_AUSGEWÄHLTER AUSZUG_
In Hausbesuchen widerspenstige PCs eingerichtet

Zumal sich Peter Jötten alle Mühe gab. Aus den 2020er Bürgerdebatten, ausgerufen von der Brost-Stiftung, hatte er selbst Erfahrungen mit Online-Konferenzen gesammelt. Für den digitalen Neustart von „Politik aktuell“ entschied er sich für das besonders einfach zu handhabende Jitsi. „Und ich habe Hausbesuche gemacht“ – korrekt mit Maske und gebotenem Abstand – um widerspenstige PCs seiner Teilnehmer einzurichten.

Nicht nur Tagespolitik: Montags stehen auch gerne Theaterpremieren zur Debatte, wie hier „Nebraska“. 
Nicht nur Tagespolitik: Montags stehen auch gerne Theaterpremieren zur Debatte, wie hier „Nebraska“.  © Theater Oberhausen | Isabel Machado Rios

Dabei gibt es im neuen/alten Gesprächskreis höhere Hürden als die gar nicht so feindselige Technik: nämlich die Online-Etikette. „Manchmal geht’s hoch her“, sagt Peter Jötten, vernehmlich durch seine Maske schmunzelnd. „Einmal habe ich allen vorlesen müssen, was Moderation ausmacht.“ Nützlich sei das Handsymbol, damit sich alle gesittet beteiligen können. „Etikette heißt, dass jeder zu Wort kommt.“ Darum bemühe er sich auch stets, die Stilleren ins Gespräch zu ziehen.

„Politik aktuell“ bedeutet übrigens nicht, dass wöchentlich allein die Tagespolitik – ob im Weltformat, bundesweit oder auf Stadtebene – diskutiert würde. Peter Jötten freut sich, dass sich die Gruppe im Mai auch munter über Joseph Beuys’ 100. Geburtstag austauschte. Oder über die jüngst gestreamte Theaterpremiere von „Nebraska“ mit Texten von Bruce Springsteen – denn eine Teilnehmerin engagiert sich ehrenamtlich fürs Schauspielhaus. „Wir alle profitieren voneinander.“

Mutmacher: Ein Evergreen vom Flachdach

So debattiere man – orientiert an Tagesthemen, aber auch unbeschwert davon abschweifend – „auf richtig gutem Niveau“. Nach 80 Bildschirm-Minuten allerdings, räumt auch der Kursleiter ein, mag man keine eingekachelten Gesichter mehr sehen – zumal Peter Jötten selbst in seinem Dellwig kabeltechnisch noch immer weit vom Schuss wohnt. Zur Entspannung gibt’s dann schonmal so ein „herzzerreißend schönes Video“ wie jenes, das Mariam Touré vom Flachdach des Bertha-von-Suttner-Gymnasiums für das Kulturtagebuch ihrer Schule eingesungen hatte: Den Evergreen „Somewhere over the Rainbow“ erlebte die Runde an ihren Notebooks und PCs als Mutmacher.

_AUFGABE_
Bitte zitiere aus dem Auszug über den Gesprächskreis „Politik aktuell“ den Abschnitt, der mit den Worten „Zumal sich Peter“ beginnt und mit „seiner Teilnehmer einzurichten.“ endet.

Zeilen zur Regionenbeschriftung
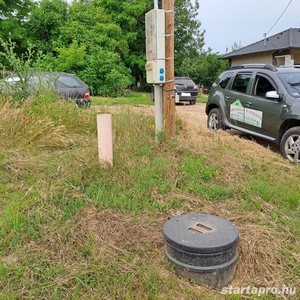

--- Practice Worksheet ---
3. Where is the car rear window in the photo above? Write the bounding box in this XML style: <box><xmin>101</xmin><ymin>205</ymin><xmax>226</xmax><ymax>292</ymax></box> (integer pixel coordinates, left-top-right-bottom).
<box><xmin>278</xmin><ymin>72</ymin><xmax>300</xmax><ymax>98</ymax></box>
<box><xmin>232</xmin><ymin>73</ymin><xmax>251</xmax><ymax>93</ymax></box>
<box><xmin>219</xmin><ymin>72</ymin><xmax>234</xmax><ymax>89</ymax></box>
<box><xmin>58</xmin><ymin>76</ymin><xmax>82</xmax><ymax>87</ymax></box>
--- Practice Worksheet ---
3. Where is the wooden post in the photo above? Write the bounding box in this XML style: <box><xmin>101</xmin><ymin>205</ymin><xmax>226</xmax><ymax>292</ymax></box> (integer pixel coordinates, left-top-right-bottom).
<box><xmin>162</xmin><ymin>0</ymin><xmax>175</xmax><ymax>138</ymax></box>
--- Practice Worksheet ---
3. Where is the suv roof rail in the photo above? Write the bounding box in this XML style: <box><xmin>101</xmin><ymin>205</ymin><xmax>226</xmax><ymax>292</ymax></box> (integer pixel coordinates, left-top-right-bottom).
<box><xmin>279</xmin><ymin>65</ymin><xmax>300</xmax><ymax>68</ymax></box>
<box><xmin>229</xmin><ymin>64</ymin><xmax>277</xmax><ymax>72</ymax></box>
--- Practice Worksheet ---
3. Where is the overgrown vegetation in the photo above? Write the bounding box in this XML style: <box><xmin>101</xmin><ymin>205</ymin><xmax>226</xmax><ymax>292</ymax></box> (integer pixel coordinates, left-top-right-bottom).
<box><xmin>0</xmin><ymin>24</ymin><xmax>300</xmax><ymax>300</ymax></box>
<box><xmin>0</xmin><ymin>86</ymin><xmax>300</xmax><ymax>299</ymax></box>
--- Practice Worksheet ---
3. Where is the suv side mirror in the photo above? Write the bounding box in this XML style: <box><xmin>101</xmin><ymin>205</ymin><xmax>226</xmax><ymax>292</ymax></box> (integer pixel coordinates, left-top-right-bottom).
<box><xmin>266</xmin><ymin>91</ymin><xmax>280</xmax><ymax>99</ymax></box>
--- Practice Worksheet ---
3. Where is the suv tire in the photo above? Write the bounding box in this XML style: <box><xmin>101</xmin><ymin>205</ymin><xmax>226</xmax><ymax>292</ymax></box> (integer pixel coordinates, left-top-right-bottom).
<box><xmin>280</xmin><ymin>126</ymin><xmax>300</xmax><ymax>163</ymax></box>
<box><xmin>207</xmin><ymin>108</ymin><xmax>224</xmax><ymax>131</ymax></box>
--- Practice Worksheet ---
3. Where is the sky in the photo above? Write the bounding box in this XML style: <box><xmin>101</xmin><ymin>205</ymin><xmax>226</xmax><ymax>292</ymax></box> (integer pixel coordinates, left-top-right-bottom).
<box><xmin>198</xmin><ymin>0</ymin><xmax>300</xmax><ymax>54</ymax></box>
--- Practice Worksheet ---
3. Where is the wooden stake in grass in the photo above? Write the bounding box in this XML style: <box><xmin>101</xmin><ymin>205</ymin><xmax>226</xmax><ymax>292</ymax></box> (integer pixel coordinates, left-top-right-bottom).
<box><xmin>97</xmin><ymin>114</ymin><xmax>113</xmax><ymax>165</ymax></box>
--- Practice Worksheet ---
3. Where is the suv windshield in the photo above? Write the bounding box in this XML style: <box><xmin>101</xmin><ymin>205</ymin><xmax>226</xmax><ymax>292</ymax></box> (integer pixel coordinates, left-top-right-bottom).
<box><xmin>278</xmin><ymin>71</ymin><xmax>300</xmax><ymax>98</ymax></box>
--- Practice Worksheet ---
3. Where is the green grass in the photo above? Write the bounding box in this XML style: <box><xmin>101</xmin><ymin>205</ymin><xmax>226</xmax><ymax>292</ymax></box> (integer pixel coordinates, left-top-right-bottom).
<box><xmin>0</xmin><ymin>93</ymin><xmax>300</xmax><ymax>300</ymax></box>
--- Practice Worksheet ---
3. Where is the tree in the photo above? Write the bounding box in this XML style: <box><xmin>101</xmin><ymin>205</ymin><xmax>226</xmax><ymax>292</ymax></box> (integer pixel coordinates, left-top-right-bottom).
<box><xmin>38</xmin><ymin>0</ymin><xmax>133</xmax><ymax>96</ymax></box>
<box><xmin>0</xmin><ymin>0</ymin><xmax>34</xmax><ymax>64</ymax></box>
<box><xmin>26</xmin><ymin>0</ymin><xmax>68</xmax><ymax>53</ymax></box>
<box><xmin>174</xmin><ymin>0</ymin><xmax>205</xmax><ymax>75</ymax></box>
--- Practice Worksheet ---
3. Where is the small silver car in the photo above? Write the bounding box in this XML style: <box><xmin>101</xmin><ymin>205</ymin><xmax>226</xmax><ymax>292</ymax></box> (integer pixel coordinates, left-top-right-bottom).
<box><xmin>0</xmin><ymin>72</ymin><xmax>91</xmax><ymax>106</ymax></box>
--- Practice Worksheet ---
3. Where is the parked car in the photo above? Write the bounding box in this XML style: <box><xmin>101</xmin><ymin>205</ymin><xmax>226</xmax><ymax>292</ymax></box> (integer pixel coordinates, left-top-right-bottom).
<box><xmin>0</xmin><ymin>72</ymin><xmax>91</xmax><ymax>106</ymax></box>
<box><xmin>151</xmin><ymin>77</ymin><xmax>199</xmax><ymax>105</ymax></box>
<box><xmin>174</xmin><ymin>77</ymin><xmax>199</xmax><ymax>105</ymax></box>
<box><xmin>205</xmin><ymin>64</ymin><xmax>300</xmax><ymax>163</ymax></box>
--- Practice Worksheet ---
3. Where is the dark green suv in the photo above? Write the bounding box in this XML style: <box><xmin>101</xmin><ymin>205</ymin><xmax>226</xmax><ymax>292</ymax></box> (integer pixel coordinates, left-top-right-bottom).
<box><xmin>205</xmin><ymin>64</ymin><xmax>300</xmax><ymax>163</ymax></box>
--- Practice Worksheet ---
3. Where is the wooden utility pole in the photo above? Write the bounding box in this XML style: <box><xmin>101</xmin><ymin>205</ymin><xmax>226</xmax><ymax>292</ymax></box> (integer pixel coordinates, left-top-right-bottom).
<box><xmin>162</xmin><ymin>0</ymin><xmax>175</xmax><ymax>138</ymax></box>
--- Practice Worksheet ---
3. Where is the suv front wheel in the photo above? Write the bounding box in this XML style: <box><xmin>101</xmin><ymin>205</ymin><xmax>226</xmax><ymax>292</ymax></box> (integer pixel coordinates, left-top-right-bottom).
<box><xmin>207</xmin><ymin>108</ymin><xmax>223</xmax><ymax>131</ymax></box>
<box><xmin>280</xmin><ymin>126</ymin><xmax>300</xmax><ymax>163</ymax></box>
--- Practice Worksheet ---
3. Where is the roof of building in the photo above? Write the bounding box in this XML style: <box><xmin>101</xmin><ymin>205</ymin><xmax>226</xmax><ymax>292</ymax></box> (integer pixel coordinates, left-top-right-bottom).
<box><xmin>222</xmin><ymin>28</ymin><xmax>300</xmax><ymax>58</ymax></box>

_ANTWORT_
Zumal sich Peter Jötten alle Mühe gab. Aus den 2020er Bürgerdebatten, ausgerufen von der Brost-Stiftung, hatte er selbst Erfahrungen mit Online-Konferenzen gesammelt. Für den digitalen Neustart von „Politik aktuell“ entschied er sich für das besonders einfach zu handhabende Jitsi. „Und ich habe Hausbesuche gemacht“ – korrekt mit Maske und gebotenem Abstand – um widerspenstige PCs seiner Teilnehmer einzurichten.